> **What is needed**
Please arrange every row below as a Markdown table with the columns Number and Row, one line per table row and blank lines left out.

>>>

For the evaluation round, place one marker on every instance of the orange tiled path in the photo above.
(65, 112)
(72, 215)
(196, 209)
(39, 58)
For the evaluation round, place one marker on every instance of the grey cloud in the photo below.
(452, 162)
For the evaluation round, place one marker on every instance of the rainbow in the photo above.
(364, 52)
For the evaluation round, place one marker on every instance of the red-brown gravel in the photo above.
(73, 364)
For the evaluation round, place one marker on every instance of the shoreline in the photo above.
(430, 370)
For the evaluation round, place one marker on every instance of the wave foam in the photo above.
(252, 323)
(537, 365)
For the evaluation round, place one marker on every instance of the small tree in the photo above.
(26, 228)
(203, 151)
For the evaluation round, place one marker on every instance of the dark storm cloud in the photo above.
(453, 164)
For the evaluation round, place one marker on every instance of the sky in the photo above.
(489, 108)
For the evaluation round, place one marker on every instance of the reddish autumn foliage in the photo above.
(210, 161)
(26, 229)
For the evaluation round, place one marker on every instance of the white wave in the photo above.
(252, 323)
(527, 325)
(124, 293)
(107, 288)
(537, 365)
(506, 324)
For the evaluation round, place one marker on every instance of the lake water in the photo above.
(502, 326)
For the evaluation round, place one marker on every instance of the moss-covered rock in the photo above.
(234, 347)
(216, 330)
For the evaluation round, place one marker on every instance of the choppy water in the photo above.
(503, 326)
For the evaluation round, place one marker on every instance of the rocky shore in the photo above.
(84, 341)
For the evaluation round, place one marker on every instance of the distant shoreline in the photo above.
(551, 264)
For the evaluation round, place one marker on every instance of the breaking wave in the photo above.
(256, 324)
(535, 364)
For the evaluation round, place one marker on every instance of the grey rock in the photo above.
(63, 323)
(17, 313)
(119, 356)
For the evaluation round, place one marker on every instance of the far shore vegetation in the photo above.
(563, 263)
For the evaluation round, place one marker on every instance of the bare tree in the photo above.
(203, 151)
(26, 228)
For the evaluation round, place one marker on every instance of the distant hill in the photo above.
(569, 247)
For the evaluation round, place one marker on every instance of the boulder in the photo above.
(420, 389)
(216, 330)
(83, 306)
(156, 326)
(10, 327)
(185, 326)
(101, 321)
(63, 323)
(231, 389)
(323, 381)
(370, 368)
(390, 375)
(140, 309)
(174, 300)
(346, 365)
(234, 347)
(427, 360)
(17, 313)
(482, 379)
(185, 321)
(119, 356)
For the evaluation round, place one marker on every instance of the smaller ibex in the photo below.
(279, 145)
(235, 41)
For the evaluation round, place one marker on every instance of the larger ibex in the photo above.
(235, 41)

<<<

> **Exercise response**
| Number | Row |
|---|---|
| 1 | For the evaluation round, place one marker on every instance of the orange tiled path in the photo above. |
| 2 | (65, 112) |
| 3 | (72, 215) |
| 4 | (196, 209) |
| 5 | (39, 58) |
| 6 | For the evaluation round, place one marker on every instance of the grey cloud in the photo below. |
| 7 | (452, 162) |
| 8 | For the evaluation round, place one marker on every instance of the rainbow in the photo above. |
| 9 | (364, 52) |
| 10 | For the evaluation round, place one marker on every instance of the red-brown gravel in the photo above. |
| 11 | (73, 364) |
| 12 | For the evaluation round, place one marker on every instance of the shoreline in the photo above. |
| 13 | (430, 370) |
| 14 | For the evaluation round, place one marker on every instance of the wave foam in the photo above. |
| 15 | (252, 323) |
| 16 | (537, 365) |
| 17 | For the evaluation round, place one marker on every instance of the small tree in the photo above. |
| 18 | (26, 228) |
| 19 | (203, 151) |
| 20 | For the evaluation round, place one marker on every instance of the dark storm cloud in the photo above. |
| 21 | (453, 164) |
| 22 | For the evaluation round, place one marker on every instance of the sky in the photo above. |
| 23 | (489, 108) |
| 24 | For the evaluation round, place one marker on every instance of the reddish autumn foliage in the photo above. |
| 25 | (210, 161) |
| 26 | (26, 229) |
| 27 | For the evaluation round, place one marker on every instance of the white wave in the photo above. |
| 28 | (252, 323) |
| 29 | (527, 325) |
| 30 | (124, 293) |
| 31 | (107, 288) |
| 32 | (537, 365) |
| 33 | (506, 324) |
| 34 | For the evaluation round, place one marker on every instance of the lake water in the photo above. |
| 35 | (502, 326) |
| 36 | For the evaluation round, place one marker on every instance of the moss-covered rock in the photo above. |
| 37 | (234, 347) |
| 38 | (216, 330) |
| 39 | For the evaluation round, place one marker on every instance of the choppy water in the photo above. |
| 40 | (503, 326) |
| 41 | For the evaluation round, place one marker on every instance of the rocky shore in the photo above. |
| 42 | (84, 341) |
| 43 | For the evaluation round, place one marker on every instance of the distant shoreline in the photo above. |
| 44 | (551, 264) |
| 45 | For the evaluation round, place one marker on every instance of the breaking wave in the photo above. |
| 46 | (256, 324) |
| 47 | (535, 364) |
| 48 | For the evaluation round, place one marker on every instance of the grey rock in the photo above. |
| 49 | (63, 323) |
| 50 | (17, 313) |
| 51 | (119, 356) |
| 52 | For the evaluation round, place one marker on every instance of the far shore vegetation in the photo above. |
| 53 | (563, 263) |
| 54 | For the evaluation round, place one marker on every instance of the bare tree in the photo above. |
| 55 | (203, 151) |
| 56 | (26, 228) |
| 57 | For the evaluation round, place one marker on every instance of the distant hill in the photo above. |
| 58 | (569, 247) |
| 59 | For the evaluation round, place one marker on every instance of the boulder in the photo above. |
| 60 | (420, 389) |
| 61 | (216, 330) |
| 62 | (83, 306) |
| 63 | (156, 326) |
| 64 | (10, 327) |
| 65 | (185, 326) |
| 66 | (101, 321) |
| 67 | (63, 323) |
| 68 | (231, 389) |
| 69 | (323, 381) |
| 70 | (370, 368) |
| 71 | (390, 375) |
| 72 | (140, 309) |
| 73 | (174, 300) |
| 74 | (346, 365) |
| 75 | (234, 347) |
| 76 | (427, 360) |
| 77 | (17, 313) |
| 78 | (482, 379) |
| 79 | (185, 321) |
| 80 | (119, 356) |
| 81 | For the evaluation round, place one marker on every instance of the smaller ibex in the photo below. |
| 82 | (279, 145) |
| 83 | (235, 41) |
| 84 | For the evaluation round, place one marker on every instance of the larger ibex in the photo above. |
| 85 | (235, 41) |